* WHAT THIS EXERCISE ASKS *
- 1) Transcribe the essay on Christian political involvement word for word, starting at "Seek the welfare" and stopping after "Nobody wants that.".
- 2) Write the next part of the essay on Christian political involvement, picking up right after its last sentence.

-- Start of DOCUMENT EXCERPT --

The Do’s and Don’ts of Christian Political Involvement-

Seek the welfare of the city where I have sent you into exile, and pray to the Lord on its behalf, for in its welfare you will find your welfare- Jeremiah 29:7 ESV

There are a growing number of Christians who are very much against believers taking an active role in politics.  Few, if any, have an issue with Christians voting. However, some believe Christians supporting a particular party or candidate, running for an office or vocally supporting and/or sponsoring legislation is counter-productive to the growth of Christianity. The concern comes from a good place. It’s simply a fact that Christianity has already become linked to a particular party in the minds of a lot of non-Christian people.  As a result, politics has become a handy excuse for some to dismiss the claims of Jesus. This sad state of affairs will have eternal consequences. 

Nobody wants that. 

But, maybe, just maybe, it’s not the involvement that’s the problem. Maybe, it’s how we’ve been involved that’s the problem. Maybe God is calling Christians to be involved in politics, just in a healthier and more life-giving way than in the past. It’s just true that anytime Christians bow out of any aspect of the culture that part of the culture loses the very thing (Christian influence) that could bring health to it (Matthew 5:14-16).  For that reason, Christians who live in a democracy should do everything to make the democracy they live in as healthy as possible. This might mean running for the school board or city council or some other office.  It might mean choosing to support a particular candidate or piece of legislation that brings about a better and more just world. 

However. 

Just because we should do something it doesn’t mean we shouldn’t be careful about HOW we do that thing (Colossians 4:5). In that vein I have a couple of cautions for Christians thinking about getting more involved in the world of politics. If these cautions are heeded, it will make Christians a force for good in the world. They will also go a long way in preventing Christianity from being negatively connected to politics in the minds of non-Christians.

-- End of DOCUMENT EXCERPT --
-- Start of INFORMATION PROVIDED --

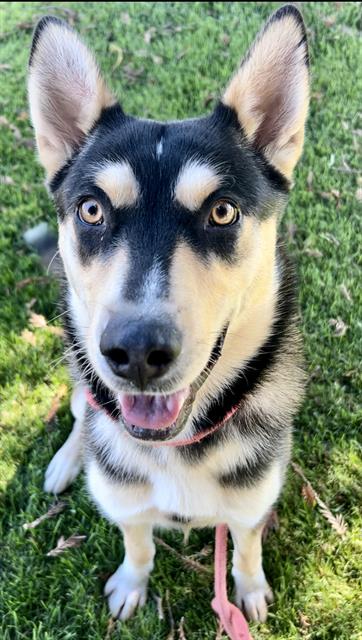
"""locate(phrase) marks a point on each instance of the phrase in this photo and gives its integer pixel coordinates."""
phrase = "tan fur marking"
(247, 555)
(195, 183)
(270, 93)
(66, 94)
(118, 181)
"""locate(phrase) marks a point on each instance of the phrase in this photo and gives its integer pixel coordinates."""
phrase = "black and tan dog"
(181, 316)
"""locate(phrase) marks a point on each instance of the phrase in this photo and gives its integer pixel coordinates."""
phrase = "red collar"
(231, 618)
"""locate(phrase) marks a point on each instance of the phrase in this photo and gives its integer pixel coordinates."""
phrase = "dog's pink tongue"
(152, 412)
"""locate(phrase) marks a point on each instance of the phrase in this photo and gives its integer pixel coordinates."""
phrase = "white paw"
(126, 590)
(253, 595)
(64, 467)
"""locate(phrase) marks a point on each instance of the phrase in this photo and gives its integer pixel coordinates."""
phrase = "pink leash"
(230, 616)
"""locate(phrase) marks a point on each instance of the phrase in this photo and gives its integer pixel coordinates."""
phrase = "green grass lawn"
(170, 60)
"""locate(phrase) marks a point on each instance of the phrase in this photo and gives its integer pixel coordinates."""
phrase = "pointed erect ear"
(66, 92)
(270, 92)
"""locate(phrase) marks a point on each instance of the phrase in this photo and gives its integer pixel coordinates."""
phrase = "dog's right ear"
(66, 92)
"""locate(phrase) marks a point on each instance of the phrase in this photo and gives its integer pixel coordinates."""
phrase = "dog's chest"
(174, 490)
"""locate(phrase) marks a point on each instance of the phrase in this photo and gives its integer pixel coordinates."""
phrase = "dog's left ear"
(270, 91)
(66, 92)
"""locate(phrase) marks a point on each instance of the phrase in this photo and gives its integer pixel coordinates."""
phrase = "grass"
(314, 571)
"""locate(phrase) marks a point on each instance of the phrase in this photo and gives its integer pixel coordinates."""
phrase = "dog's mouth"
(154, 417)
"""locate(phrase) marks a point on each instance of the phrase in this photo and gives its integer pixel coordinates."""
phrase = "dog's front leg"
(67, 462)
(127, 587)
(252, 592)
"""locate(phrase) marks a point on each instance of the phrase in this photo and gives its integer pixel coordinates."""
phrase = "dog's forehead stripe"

-- End of INFORMATION PROVIDED --
-- Start of INFORMATION PROVIDED --

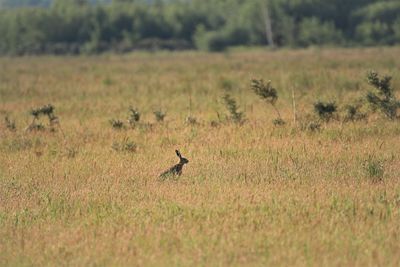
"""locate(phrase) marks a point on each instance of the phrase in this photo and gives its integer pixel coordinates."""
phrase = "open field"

-- End of INFORMATION PROVIDED --
-- Start of INFORMATION PROVIDED --

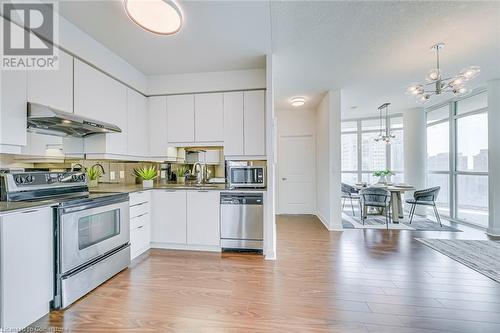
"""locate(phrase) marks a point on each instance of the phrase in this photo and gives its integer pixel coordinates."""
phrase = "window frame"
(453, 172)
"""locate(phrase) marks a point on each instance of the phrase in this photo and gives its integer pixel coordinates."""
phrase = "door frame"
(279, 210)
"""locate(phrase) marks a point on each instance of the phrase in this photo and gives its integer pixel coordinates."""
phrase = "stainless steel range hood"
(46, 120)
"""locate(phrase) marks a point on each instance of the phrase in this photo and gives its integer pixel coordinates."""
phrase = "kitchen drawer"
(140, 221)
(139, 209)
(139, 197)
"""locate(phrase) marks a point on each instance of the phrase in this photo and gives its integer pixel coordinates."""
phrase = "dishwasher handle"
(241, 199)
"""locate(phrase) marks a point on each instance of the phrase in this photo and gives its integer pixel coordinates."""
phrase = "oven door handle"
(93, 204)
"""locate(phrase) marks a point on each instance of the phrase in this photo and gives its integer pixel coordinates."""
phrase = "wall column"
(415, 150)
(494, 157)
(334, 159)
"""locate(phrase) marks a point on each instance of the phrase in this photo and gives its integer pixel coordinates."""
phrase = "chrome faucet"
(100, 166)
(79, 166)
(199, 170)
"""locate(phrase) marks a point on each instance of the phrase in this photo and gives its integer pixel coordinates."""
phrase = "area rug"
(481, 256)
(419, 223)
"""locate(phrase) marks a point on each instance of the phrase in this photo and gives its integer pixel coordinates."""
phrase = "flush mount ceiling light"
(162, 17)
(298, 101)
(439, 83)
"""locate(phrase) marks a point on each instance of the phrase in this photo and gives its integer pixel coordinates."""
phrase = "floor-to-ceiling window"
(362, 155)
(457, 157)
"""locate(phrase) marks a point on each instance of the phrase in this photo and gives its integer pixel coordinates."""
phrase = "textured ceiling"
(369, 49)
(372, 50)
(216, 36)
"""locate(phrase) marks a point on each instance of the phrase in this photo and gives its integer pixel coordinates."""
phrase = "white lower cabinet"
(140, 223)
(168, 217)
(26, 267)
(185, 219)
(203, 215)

-- End of INFORMATION PROVIDED --

* EXERCISE ANSWERS *
- 1)
Seek the welfare of the city where I have sent you into exile, and pray to the Lord on its behalf, for in its welfare you will find your welfare- Jeremiah 29:7 ESV

There are a growing number of Christians who are very much against believers taking an active role in politics.  Few, if any, have an issue with Christians voting. However, some believe Christians supporting a particular party or candidate, running for an office or vocally supporting and/or sponsoring legislation is counter-productive to the growth of Christianity. The concern comes from a good place. It’s simply a fact that Christianity has already become linked to a particular party in the minds of a lot of non-Christian people.  As a result, politics has become a handy excuse for some to dismiss the claims of Jesus. This sad state of affairs will have eternal consequences. 

Nobody wants that.

- 2)
 We have to:

Understand the limitations of politics- 

Politics can do a lot.  Politics can promote justice, encourage the common good and foster wise behavior in the lives of citizens. Politics can even save lives. However, there are some critically important things politics cannot do. Politics can’t stimulate spiritual conviction and politics don’t have the power to change a human heart. Politics will never lead anyone to Jesus. Only the Holy Spirit can do those things. For that reason, Christians must not give conservative political change the same status as preaching the gospel or promoting Christianity. It’s critical we understand that without the spiritual change that comes with preaching the gospel any political change we get will be subject to the whims of the next political administration and therefore, short-lived. 

Understand the corrupting nature of political influence-

Politics are ultimately all about power and power is the most corrupting force on earth (Ecclesiastes 7:7) and Christians are in no way exempt from the corrupting power of politics. Christians who go into politics have to understand there will be huge temptations to compromise their principals for the sake of just a little more power and a little more influence with those who have money and or power. This means Christians who go into politics need to be open to accountability and Christians who support political candidates need to be ready to move on from any candidate who professes Christ as Lord but who’s actions prove they love power more than God. 

Commit to being the influencer not the influenced- 

Charles Dudley Warner once said politics make strange bedfellows. What he meant was that sometimes people with little in common will come together purely for the sake of shared political interests. This has never been truer in conservative political circles than it is today. The right-wing now include the anything-goes libertarians, those who buy into some rather questionable viewpoints regarding race along with conservative believers in Jesus. This group dynamic makes it critical Christians involved in politics be very careful about what and who they support.  

Know biblical principles and understand what the Bible teaches- 

In order for a Christian to be spiritually useful, we have to know what the Bible says and understand the principles underlying the commands. It’s also critical we are able to make a case for why those principles make good policy for everyone.  For example, the Bible says nothing specifically for or against recreational drug use. However, the Bible does have a lot to say about being wise, sober-minded and thinking clearly about life (1st Peter 5:8, 1stThessalonians 5:5-6, 1st Timothy 3:2-4, Ephesians 5:18). These commands make it highly unlikely God is going to bless recreational drug use. Furthermore, a sober population is a healthy population.  The bottom-line is a good Christian politician knows how to take God’s word and apply to life without broadcasting to whole world that’s what they’re doing (Matthew 10:16)

If we are going to influence the world of politics it is critical we remember whose we are and what we are supposed to be all about. As Christians we are not our free-agents (1st Corinthians 6:19-20). We belong to Jesus and our mission is to reach the people in the culture for Jesus.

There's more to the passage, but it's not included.